[Begin]

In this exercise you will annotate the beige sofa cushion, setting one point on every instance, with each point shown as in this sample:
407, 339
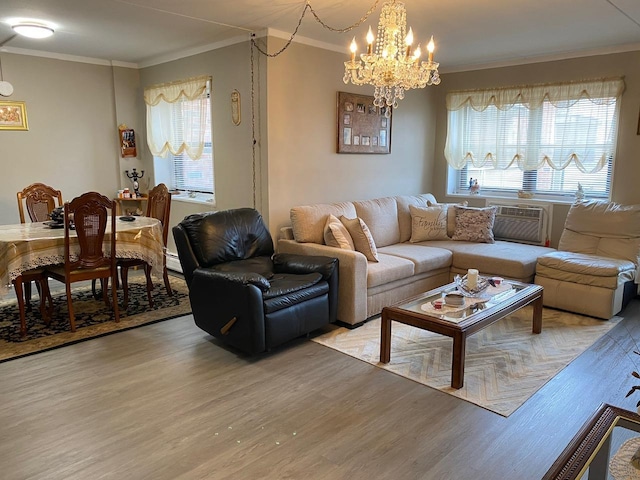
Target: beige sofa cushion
381, 216
337, 235
426, 259
389, 269
361, 236
504, 259
428, 223
606, 229
404, 216
308, 221
451, 214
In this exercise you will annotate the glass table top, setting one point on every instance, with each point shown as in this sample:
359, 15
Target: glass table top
491, 297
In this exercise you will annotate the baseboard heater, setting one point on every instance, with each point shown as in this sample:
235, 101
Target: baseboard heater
173, 262
521, 223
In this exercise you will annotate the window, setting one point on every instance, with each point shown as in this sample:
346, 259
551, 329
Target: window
187, 174
179, 134
544, 139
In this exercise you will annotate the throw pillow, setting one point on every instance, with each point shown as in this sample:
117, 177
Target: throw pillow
428, 223
451, 213
475, 224
361, 236
336, 234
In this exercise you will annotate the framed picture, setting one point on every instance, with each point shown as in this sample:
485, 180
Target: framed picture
127, 141
362, 127
13, 116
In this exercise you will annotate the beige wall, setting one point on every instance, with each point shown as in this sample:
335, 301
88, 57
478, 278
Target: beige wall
627, 164
72, 141
74, 109
303, 166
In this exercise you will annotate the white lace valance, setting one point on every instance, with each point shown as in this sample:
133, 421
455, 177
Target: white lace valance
177, 114
535, 125
189, 89
561, 95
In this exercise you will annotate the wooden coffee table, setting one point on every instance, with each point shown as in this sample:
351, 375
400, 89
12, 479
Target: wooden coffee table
462, 323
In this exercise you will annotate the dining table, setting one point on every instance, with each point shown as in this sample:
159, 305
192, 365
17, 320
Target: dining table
25, 246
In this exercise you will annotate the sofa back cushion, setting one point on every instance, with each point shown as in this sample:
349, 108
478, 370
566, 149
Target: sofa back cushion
600, 228
226, 236
308, 221
381, 216
337, 235
404, 215
361, 236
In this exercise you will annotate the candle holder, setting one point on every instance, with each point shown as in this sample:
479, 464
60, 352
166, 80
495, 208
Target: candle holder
134, 178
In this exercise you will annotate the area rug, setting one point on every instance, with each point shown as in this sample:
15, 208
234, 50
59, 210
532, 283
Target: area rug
93, 317
505, 363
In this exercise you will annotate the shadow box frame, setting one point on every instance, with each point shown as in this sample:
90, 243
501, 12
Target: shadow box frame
361, 126
9, 123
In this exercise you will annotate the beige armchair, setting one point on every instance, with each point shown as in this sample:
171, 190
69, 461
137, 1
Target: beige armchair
595, 270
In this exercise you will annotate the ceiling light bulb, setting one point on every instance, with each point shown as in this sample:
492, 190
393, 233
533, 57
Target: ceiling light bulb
370, 37
33, 30
409, 38
431, 46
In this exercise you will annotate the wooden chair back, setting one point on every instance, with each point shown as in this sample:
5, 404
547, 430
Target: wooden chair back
40, 200
89, 213
159, 207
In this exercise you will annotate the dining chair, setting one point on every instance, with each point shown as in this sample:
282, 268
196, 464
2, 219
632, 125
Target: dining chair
159, 207
88, 261
39, 200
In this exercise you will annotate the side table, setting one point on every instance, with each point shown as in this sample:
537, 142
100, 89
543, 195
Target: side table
122, 203
595, 450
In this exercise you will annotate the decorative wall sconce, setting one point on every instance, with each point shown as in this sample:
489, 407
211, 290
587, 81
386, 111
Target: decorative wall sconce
235, 108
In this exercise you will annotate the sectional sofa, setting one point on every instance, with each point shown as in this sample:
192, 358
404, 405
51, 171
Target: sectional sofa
403, 268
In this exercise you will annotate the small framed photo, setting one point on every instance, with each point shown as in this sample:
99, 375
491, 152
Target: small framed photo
383, 138
13, 116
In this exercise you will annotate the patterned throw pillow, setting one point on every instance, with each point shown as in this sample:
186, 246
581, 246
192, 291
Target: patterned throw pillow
451, 213
361, 237
336, 234
475, 224
428, 223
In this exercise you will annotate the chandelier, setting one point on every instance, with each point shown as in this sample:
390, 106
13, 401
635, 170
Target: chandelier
393, 68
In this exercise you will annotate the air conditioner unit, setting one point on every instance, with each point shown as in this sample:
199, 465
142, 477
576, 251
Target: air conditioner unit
521, 223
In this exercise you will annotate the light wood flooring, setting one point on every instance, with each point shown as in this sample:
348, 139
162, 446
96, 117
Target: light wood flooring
166, 401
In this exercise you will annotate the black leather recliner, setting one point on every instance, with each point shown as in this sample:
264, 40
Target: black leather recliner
243, 294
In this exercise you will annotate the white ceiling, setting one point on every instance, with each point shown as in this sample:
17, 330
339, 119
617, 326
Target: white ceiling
468, 33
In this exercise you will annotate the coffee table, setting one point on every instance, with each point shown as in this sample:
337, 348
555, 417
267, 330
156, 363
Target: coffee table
462, 322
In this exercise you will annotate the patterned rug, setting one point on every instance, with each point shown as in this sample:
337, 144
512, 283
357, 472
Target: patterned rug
93, 317
505, 363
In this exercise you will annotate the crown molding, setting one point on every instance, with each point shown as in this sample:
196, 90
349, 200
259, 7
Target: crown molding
271, 32
68, 58
195, 51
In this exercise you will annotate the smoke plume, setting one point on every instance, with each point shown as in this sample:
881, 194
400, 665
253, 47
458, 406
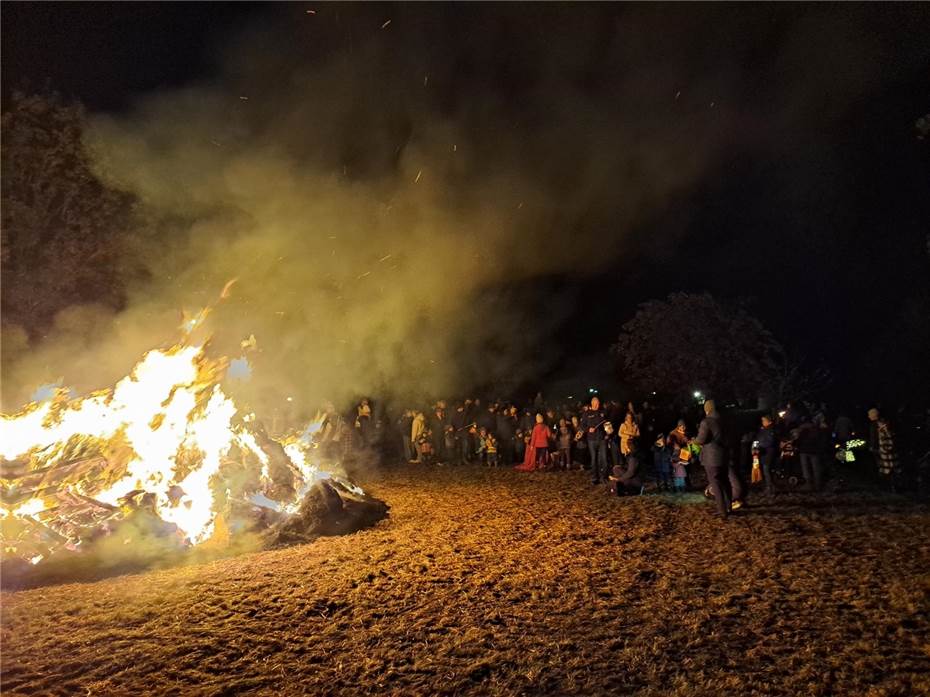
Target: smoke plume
387, 193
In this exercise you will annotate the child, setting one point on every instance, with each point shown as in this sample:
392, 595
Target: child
482, 449
662, 459
490, 447
565, 447
680, 473
425, 443
449, 438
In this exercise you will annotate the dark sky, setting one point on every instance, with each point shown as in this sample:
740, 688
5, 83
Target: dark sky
817, 209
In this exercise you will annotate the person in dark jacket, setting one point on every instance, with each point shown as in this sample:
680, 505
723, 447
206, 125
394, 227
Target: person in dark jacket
713, 457
768, 451
810, 447
592, 423
505, 428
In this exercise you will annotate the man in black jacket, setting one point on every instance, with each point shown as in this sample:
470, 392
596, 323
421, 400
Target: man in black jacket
713, 457
505, 428
593, 422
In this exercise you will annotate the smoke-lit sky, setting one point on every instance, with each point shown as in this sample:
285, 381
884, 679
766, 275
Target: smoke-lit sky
456, 194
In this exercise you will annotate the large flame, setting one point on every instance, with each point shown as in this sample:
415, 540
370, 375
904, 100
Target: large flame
166, 429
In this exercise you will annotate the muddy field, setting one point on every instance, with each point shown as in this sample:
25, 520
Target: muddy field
495, 582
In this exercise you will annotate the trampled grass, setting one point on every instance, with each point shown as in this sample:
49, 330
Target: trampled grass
496, 582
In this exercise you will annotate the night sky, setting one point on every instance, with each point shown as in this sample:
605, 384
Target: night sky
815, 206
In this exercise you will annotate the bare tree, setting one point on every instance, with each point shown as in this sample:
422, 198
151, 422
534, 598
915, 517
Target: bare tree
694, 342
61, 227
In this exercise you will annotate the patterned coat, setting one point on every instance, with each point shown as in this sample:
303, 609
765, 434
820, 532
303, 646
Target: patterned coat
888, 463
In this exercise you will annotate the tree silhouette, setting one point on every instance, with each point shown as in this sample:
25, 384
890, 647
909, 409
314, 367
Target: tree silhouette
694, 342
61, 227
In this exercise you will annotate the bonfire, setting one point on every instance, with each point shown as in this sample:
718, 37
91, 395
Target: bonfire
166, 454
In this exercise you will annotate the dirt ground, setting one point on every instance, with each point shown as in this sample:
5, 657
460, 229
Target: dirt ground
496, 582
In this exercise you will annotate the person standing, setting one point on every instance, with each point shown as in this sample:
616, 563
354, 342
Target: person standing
768, 451
593, 425
363, 421
810, 446
405, 424
537, 451
417, 427
881, 443
629, 430
713, 457
506, 428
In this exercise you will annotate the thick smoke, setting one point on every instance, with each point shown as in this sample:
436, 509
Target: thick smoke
386, 194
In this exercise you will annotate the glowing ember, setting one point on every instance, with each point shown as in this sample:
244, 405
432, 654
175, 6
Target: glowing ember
166, 431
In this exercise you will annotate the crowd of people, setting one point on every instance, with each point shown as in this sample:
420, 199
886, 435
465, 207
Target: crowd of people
629, 448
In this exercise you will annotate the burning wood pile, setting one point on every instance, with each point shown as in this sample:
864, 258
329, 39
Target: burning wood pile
165, 457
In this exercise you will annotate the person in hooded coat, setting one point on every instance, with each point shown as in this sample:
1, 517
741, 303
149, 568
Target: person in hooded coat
537, 452
713, 457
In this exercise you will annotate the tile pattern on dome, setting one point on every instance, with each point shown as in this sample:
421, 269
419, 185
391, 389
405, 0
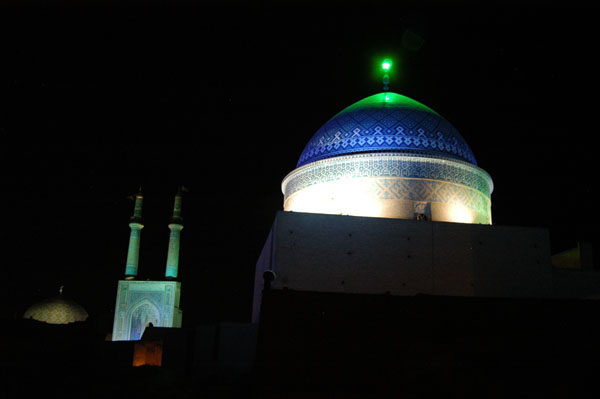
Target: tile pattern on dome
388, 165
376, 128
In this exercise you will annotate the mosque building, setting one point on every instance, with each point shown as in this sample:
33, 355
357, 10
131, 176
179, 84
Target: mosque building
390, 156
140, 304
387, 197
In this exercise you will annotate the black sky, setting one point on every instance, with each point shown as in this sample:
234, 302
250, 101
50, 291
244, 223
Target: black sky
96, 101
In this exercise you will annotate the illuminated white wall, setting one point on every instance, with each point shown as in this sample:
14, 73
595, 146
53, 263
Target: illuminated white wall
391, 185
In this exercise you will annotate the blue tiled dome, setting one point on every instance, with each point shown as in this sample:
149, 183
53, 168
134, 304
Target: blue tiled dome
387, 122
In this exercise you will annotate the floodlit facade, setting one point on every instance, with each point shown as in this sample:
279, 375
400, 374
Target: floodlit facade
390, 156
141, 304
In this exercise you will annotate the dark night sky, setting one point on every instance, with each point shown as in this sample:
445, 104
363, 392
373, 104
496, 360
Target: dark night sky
96, 101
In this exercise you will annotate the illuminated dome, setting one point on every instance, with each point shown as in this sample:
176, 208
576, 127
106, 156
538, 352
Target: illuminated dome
387, 122
390, 156
56, 310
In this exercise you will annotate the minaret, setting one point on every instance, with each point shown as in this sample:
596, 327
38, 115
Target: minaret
133, 253
175, 226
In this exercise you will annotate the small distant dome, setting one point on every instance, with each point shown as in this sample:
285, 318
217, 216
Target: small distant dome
56, 310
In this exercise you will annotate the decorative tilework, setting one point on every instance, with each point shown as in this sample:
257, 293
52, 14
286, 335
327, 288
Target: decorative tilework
432, 191
143, 302
387, 122
388, 165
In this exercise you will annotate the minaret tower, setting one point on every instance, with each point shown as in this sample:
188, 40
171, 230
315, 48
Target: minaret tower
141, 303
175, 226
133, 253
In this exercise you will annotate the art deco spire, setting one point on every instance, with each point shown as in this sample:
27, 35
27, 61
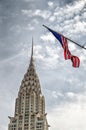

[End]

Return, unchanged, the stretch of the records from the line containing "In this exercise you will annotate the blue" through the end of the records, leaving out the pictures.

In this exercise you will annotate the blue tiled dome, setting one point on every instance, with each point shown as in this sample:
149, 183
53, 168
134, 304
Target: blue tiled dome
387, 122
In this exercise you will annotate the floodlit facade, setting one point on every instance, with each point shown as in this sample:
279, 375
400, 374
Target: floodlit facade
390, 156
141, 304
In this exercise you will annotate the dark night sky, setting one point on every instance, with each point shown as in this sample:
445, 104
363, 392
373, 104
496, 360
Target: dark night sky
96, 101
In this exercise you will annotate the illuminated dome, setting one point on every instance, with each point shown as in this sample:
176, 208
576, 127
106, 156
538, 352
Target: illuminated dome
387, 122
390, 156
56, 310
In this exercise you will annotate the minaret, setting one point on every instance, with each point shown as in this sample:
596, 327
38, 115
Target: minaret
133, 253
175, 226
In this exercise you will annotate the small distant dome, setting one point on every instance, with each point shown as in this sample:
285, 318
217, 216
Target: small distant dome
56, 310
In this exercise you will annotate the decorative tilework, setting one point on every instance, with each point shown as in this sample:
257, 293
52, 14
286, 335
327, 288
Target: decorative tilework
432, 191
143, 302
387, 122
388, 165
In this exercise you will annotate the minaret tower, setting one point on every instance, with each point shown as in this sample:
188, 40
171, 230
315, 48
Target: minaret tower
141, 303
175, 226
133, 253
In this exercise you will annotate the art deco spire, setting one point on every instance, with each point shown as in this sample:
27, 35
27, 61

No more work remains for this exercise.